Objective: Please reproduce every line of the entries, starting at the line that contains "like [470, 282]." and continuing through the end of the entries. Shift each answer's point coordinates by adding 43 to every number, and keep all other lines unchanged.
--- Begin ---
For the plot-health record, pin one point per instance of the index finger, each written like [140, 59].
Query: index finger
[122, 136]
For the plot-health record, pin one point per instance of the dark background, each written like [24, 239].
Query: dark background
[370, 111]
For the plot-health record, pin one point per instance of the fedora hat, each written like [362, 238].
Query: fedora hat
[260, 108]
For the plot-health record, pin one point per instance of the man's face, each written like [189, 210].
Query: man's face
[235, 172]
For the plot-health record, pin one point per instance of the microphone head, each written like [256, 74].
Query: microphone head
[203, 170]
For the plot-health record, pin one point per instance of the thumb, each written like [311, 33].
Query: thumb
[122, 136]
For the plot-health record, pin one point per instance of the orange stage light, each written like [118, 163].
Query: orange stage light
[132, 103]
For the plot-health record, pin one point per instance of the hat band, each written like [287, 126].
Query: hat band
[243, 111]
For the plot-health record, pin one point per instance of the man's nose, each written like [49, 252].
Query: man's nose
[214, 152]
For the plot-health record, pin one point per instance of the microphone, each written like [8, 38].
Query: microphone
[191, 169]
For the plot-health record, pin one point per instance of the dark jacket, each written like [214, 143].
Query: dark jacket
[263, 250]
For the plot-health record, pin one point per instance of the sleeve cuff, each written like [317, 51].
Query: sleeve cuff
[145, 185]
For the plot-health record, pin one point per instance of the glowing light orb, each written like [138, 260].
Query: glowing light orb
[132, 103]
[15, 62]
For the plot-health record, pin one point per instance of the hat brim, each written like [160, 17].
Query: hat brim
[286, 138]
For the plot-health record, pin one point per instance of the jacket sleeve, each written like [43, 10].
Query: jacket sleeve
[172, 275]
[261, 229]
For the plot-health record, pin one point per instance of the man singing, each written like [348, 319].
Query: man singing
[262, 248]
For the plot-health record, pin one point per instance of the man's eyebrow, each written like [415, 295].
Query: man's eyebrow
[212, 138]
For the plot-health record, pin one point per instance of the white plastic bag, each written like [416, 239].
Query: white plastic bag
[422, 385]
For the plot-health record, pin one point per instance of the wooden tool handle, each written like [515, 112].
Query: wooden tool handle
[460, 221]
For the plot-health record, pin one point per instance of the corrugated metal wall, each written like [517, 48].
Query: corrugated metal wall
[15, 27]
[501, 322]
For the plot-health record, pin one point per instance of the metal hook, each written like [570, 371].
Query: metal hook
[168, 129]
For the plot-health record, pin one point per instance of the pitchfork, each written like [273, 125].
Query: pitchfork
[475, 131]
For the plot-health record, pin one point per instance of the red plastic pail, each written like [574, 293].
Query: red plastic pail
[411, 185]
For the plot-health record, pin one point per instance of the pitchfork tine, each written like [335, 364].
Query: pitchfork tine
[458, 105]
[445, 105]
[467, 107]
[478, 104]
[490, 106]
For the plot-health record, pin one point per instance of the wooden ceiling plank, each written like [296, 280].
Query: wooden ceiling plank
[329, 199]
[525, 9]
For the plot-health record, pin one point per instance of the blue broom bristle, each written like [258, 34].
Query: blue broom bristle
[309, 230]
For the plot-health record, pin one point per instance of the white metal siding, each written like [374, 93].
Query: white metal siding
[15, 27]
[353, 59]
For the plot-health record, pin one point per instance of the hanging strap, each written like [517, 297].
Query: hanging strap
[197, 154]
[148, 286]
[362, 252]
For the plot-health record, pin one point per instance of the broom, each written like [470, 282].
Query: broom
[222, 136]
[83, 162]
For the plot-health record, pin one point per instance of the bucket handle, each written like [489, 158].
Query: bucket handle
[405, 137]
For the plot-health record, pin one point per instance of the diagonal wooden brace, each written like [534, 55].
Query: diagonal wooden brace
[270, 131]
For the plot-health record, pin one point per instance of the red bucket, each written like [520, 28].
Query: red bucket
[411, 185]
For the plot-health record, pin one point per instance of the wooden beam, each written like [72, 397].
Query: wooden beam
--- End ---
Full output:
For the plot-health record, pin one point per instance of the broom, each written like [470, 282].
Query: broom
[265, 179]
[126, 205]
For the plot-health record, pin one point per instance of the bucket handle, each written like [489, 158].
Query: bucket handle
[448, 180]
For the plot-health record, pin one point per instance of the diagonal wooden brace, each written like [534, 55].
Query: diagonal wooden brace
[313, 174]
For the plot-health record, pin one point per instance of the red bucket, each written like [520, 28].
Query: red bucket
[454, 228]
For the plot-health record, pin one point per instance of the wooden beam, each written like [72, 397].
Query: wooden beam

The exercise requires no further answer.